Many school districts use teacher rating scales to identify students for advanced (i.e., gifted) programming, such as supplementary instruction and separate classes or schools. On these scales, teachers opine on the likelihood that a child is advanced by assigning a value—such as, on one prominent option, a number on a scale of 1 to 9. But how fair is this process? In a recent working paper, a team of analysts from the University of Connecticut and NWEA examined the variation in teacher ratings and the prevalence and potential consequences of “rater dependence”—that is, the degree to which ratings depend on teachers, as opposed to students.
To investigate this issue, the researchers used student-level data from four unidentified but geographically diverse school districts that were legally required to identify and serve advanced students. For each district, the data set included information on math and reading achievement test scores, cognitive ability tests, demographics, and complete and comprehensive teacher ratings for at least one grade level. Each district used a different scale for its teacher rating scales: one used the Gifted Rating Scales, one used the HOPE Scale, and two used their own scales. Employing a random effects model, the researchers analyzed the variation in teachers’ ratings of students within each district while controlling for students’ cognitive ability, achievement, and demographics.
The findings are a mix of good and bad news. As for the former, researchers find that teachers do assign higher ratings to students with higher scores on achievement and cognitive ability tests, as one would hope. They also did not find any consistent relationships between teachers’ ratings and students’ race and ethnicity once achievement and other variables were taken into account. In other words, teachers did not display any statistically significant bias based on race or ethnicity when identifying students.

========

Return, word for word, the stretch of the passage on teacher rating scales that begins with the words containing "The findings are" and ends with "when identifying students.".

Supplied material -
========

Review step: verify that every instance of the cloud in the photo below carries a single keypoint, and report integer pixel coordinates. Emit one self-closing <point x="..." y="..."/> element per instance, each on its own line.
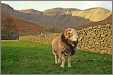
<point x="43" y="5"/>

========

Full response -
The findings are a mix of good and bad news. As for the former, researchers find that teachers do assign higher ratings to students with higher scores on achievement and cognitive ability tests, as one would hope. They also did not find any consistent relationships between teachers’ ratings and students’ race and ethnicity once achievement and other variables were taken into account. In other words, teachers did not display any statistically significant bias based on race or ethnicity when identifying students.